> Trecho da fonte:
- - - -
A atitude do Midway é mais um dos mecanismos para assegurar a exclusão urbana dos mais pobres, privando-os da sociabilidade, do interagir e do fruir que os shoppings centers proporcionam. Ora, e a maneira de garantir tal objetivo é apelar aos estereótipos generalizadores que criminalizam os jovens de periferia, suas roupas, seu andar, seu vocabulário, seu corpo, sua estética e ethos. E, assim, garantir que eles continuem a estar onde devem estar, quer dizer, longe das “boas famílias” e dos jovens asseados que deslizam candidamente sobre o piso reluzente dos largos corredores das catedrais do consumo moderno, os shoppings. Que continuem como párias do consumo, mesmo que para isso se tenha que lesar e impedir sua cidadania. Aliás, situações como a que estamos a assistir no Midway Mall mostram como a cidadania, o direito a ter direitos e exercê-los sem impedimentos não é uma condição adquirida ou garantida de uma vez por todas e para todos, mas um “processo instituído” tenso e desigual, que precisa ser continuamente conquistado e reassegurado. Nesse sentido, é imprescindível os protestos e a crítica social.
- - - -
Itens armazenados:

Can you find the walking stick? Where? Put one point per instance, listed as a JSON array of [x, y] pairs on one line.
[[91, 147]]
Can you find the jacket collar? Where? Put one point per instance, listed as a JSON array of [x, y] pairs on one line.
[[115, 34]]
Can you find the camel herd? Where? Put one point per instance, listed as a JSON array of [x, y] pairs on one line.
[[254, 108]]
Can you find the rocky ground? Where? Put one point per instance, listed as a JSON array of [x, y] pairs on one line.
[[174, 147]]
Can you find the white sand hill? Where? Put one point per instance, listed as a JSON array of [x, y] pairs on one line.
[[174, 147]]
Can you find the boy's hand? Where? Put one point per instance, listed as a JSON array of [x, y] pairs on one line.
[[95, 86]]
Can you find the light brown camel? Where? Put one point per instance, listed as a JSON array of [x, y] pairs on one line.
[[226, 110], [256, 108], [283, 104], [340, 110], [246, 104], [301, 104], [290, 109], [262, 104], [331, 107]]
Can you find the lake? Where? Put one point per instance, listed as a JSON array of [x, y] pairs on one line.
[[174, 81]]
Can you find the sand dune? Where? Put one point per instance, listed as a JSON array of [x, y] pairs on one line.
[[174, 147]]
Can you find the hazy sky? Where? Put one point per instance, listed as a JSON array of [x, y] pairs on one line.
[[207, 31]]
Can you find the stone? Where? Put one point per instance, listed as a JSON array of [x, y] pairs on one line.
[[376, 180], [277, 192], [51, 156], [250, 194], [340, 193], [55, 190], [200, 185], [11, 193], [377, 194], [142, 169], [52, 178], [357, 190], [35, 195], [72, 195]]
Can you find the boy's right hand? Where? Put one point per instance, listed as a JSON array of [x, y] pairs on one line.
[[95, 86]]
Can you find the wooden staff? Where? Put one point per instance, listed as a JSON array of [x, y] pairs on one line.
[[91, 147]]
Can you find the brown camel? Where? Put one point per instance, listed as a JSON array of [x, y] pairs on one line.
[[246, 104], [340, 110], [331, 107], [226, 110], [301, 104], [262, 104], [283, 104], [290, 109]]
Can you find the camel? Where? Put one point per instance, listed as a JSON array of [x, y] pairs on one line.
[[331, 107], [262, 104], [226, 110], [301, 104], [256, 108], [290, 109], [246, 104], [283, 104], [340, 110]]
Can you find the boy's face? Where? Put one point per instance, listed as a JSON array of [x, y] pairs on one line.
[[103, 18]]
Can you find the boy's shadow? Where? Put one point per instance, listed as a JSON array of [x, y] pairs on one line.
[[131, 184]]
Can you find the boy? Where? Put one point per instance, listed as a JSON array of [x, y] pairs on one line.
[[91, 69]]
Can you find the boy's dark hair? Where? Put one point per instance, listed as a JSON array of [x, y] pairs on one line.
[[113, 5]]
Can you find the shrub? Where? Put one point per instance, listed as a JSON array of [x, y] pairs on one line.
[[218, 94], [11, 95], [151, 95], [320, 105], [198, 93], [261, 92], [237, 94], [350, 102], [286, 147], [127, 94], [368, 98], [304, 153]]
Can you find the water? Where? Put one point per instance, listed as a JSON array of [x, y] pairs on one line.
- - - -
> Atividades propostas:
#1 De acordo com o texto sobre o Midway Mall, como a cidadania é caracterizada em vez de uma condição adquirida ou garantida de uma vez por todas?
#2 Liste todas as linhas da listagem que contêm a palavra "sand", levando em conta a diferença entre maiúsculas e minúsculas.

> Resolução das atividades:
#1 Como um “processo instituído” tenso e desigual, que precisa ser continuamente conquistado e reassegurado.

#2
Can you find the white sand hill? Where? Put one point per instance, listed as a JSON array of [x, y] pairs on one line.
Can you find the sand dune? Where? Put one point per instance, listed as a JSON array of [x, y] pairs on one line.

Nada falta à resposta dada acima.